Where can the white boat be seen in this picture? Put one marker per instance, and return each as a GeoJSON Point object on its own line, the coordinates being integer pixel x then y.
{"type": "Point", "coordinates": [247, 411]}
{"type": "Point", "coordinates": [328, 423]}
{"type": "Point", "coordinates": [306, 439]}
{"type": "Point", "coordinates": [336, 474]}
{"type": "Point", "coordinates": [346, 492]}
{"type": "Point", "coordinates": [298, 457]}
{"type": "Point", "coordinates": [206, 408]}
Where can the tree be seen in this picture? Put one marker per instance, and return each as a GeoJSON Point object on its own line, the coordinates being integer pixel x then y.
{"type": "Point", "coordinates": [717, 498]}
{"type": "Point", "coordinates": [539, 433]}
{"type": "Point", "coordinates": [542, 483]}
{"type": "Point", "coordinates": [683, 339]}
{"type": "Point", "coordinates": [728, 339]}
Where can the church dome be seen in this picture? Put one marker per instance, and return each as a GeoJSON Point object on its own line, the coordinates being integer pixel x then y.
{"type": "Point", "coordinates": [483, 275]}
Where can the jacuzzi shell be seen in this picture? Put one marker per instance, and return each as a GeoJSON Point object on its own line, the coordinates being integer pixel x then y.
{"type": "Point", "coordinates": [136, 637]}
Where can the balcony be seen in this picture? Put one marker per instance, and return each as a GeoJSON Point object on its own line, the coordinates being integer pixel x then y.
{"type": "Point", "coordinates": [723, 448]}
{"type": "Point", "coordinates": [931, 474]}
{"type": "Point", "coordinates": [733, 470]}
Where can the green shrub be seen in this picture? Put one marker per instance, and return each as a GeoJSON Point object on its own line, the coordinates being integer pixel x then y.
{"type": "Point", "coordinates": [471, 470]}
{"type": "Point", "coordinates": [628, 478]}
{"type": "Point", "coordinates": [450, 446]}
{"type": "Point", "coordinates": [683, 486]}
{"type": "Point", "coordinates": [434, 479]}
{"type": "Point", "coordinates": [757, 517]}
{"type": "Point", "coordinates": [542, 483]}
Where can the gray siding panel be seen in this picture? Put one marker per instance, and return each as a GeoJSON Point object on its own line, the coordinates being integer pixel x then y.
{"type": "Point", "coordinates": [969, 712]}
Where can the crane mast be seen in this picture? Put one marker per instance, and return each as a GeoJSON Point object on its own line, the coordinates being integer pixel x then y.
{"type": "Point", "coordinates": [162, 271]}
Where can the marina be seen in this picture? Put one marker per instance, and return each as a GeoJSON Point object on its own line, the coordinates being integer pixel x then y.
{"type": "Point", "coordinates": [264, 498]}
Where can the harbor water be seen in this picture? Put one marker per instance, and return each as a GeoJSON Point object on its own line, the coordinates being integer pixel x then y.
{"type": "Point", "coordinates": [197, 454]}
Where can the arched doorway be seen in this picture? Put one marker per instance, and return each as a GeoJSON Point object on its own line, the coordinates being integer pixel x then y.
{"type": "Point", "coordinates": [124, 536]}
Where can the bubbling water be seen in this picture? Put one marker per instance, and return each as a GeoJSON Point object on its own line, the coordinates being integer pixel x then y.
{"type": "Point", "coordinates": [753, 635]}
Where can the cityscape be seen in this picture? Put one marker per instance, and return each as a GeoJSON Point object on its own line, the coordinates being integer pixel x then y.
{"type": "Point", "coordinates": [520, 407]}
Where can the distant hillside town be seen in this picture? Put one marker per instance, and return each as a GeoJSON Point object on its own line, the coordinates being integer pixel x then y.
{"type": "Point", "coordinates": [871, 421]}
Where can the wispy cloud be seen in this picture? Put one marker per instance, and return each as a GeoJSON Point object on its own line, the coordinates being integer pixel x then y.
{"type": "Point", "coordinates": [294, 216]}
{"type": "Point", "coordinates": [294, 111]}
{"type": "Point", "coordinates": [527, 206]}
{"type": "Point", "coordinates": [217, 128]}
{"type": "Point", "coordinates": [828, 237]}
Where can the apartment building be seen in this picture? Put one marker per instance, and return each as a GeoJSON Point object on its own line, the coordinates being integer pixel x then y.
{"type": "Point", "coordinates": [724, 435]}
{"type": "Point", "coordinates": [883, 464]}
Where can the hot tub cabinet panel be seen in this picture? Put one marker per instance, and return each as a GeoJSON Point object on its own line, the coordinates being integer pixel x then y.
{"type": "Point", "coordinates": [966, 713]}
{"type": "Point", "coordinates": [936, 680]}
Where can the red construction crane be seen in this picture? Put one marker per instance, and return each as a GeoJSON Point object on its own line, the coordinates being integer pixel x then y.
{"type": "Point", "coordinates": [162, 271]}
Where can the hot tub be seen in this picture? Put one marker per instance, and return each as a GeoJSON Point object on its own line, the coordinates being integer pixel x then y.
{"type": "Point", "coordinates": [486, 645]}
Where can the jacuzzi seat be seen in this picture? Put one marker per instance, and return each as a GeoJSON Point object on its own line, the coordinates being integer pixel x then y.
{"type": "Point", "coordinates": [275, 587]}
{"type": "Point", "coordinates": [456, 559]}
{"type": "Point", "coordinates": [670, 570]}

Written request
Each line of the listing above should be output exactly.

Final result
Where can the white boat be seen in this picture? Put one marker per instance, and return each as a GeoJSON Point object on its own line, the coordinates being integer pixel x then y.
{"type": "Point", "coordinates": [247, 411]}
{"type": "Point", "coordinates": [328, 423]}
{"type": "Point", "coordinates": [306, 439]}
{"type": "Point", "coordinates": [336, 474]}
{"type": "Point", "coordinates": [346, 492]}
{"type": "Point", "coordinates": [298, 457]}
{"type": "Point", "coordinates": [206, 408]}
Where can the tree be seen in this picture? Put one marker per instance, and return each as a GeoJSON Point object on its own line, the coordinates being integer pixel x then y.
{"type": "Point", "coordinates": [717, 498]}
{"type": "Point", "coordinates": [539, 433]}
{"type": "Point", "coordinates": [542, 483]}
{"type": "Point", "coordinates": [683, 339]}
{"type": "Point", "coordinates": [728, 339]}
Where can the church dome be seen in this picture? Put one marker per instance, and return each as a GeoJSON Point object on its own line, the coordinates being integer pixel x then y.
{"type": "Point", "coordinates": [483, 275]}
Where can the jacuzzi shell be seen in this picture? Put one marker per instance, and return each as a GeoJSON Point object on its own line, the coordinates being integer pixel x then y.
{"type": "Point", "coordinates": [136, 637]}
Where can the balcony be seen in this picture? Put one marker per instance, and return each as a GeoJSON Point object on its own line, the coordinates being integer pixel x then y.
{"type": "Point", "coordinates": [723, 448]}
{"type": "Point", "coordinates": [931, 474]}
{"type": "Point", "coordinates": [733, 470]}
Where can the green shrub be seen in this picture? Put one marker per instance, and return each as a GeoJSON Point object on its own line, the coordinates being integer pixel x then y.
{"type": "Point", "coordinates": [471, 470]}
{"type": "Point", "coordinates": [628, 478]}
{"type": "Point", "coordinates": [450, 446]}
{"type": "Point", "coordinates": [683, 486]}
{"type": "Point", "coordinates": [434, 479]}
{"type": "Point", "coordinates": [757, 517]}
{"type": "Point", "coordinates": [542, 483]}
Where can the gray siding panel be seen in this picture? Put one marker per instance, and return each as a GeoJSON Point object on its own line, the coordinates being integer pixel x then y.
{"type": "Point", "coordinates": [969, 712]}
Where can the crane mast be seen in this picture? Put one marker per instance, and return each as a GeoJSON Point object on its own line, the coordinates being integer pixel x then y.
{"type": "Point", "coordinates": [162, 271]}
Where can the marina be seen in this picture? Put one marker per instance, and return each as a GeoJSON Point object on its own line, the coordinates being integer pixel x then y.
{"type": "Point", "coordinates": [264, 498]}
Where can the harbor water be seen in this picture? Put one marker per instance, and return each as a GeoJSON Point object on its own line, the coordinates being integer pixel x then y.
{"type": "Point", "coordinates": [197, 454]}
Where can the arched doorway be seen in this picture? Put one marker per instance, and return each as a GeoJSON Point object on its own line, the coordinates being integer pixel x then y.
{"type": "Point", "coordinates": [124, 536]}
Where can the bubbling water be seen in this picture? Put one marker per instance, and return each as a GeoJSON Point object on its own line, the coordinates being integer pixel x then y.
{"type": "Point", "coordinates": [753, 635]}
Where can the cityscape be seen in this picture? Put one marker per instance, and return each as a GeoJSON Point object on its own line, the coordinates being integer pixel x then y.
{"type": "Point", "coordinates": [520, 407]}
Where can the distant hillside town be seen in this picture? Put one marker per instance, and return each as a GeoJSON Point object on its own line, the coordinates being integer pixel x then y.
{"type": "Point", "coordinates": [871, 421]}
Where can the wispy cloud be seen in this picture? Put one marker per instance, and return each as a GeoJSON Point object on its own line, the coordinates being integer pixel x then y.
{"type": "Point", "coordinates": [294, 216]}
{"type": "Point", "coordinates": [294, 111]}
{"type": "Point", "coordinates": [527, 206]}
{"type": "Point", "coordinates": [217, 128]}
{"type": "Point", "coordinates": [828, 237]}
Where can the apartment building be seen in this picture? Put one marker per instance, and return each as a GeoJSON Point object on its own line, the coordinates being integer pixel x then y.
{"type": "Point", "coordinates": [724, 435]}
{"type": "Point", "coordinates": [883, 464]}
Where can the hot tub cabinet panel be seen in this picture? Put one marker per instance, and return each as a GeoJSON Point object on its own line, the coordinates being integer pixel x then y.
{"type": "Point", "coordinates": [966, 713]}
{"type": "Point", "coordinates": [936, 680]}
Where can the red construction crane be seen in this picture? Put one marker per instance, and return each as a GeoJSON Point object on its own line, the coordinates being integer pixel x then y.
{"type": "Point", "coordinates": [162, 271]}
Where can the hot tub be seen in this picture? Put one marker per instance, and return each as a GeoJSON Point object on its own line, the coordinates being integer pixel x then y.
{"type": "Point", "coordinates": [486, 645]}
Where can the jacuzzi seat be seen in this picture? Put one marker per instance, and return each as a GeoJSON Point object on its own line, the coordinates being integer pixel x then y.
{"type": "Point", "coordinates": [275, 587]}
{"type": "Point", "coordinates": [456, 559]}
{"type": "Point", "coordinates": [670, 570]}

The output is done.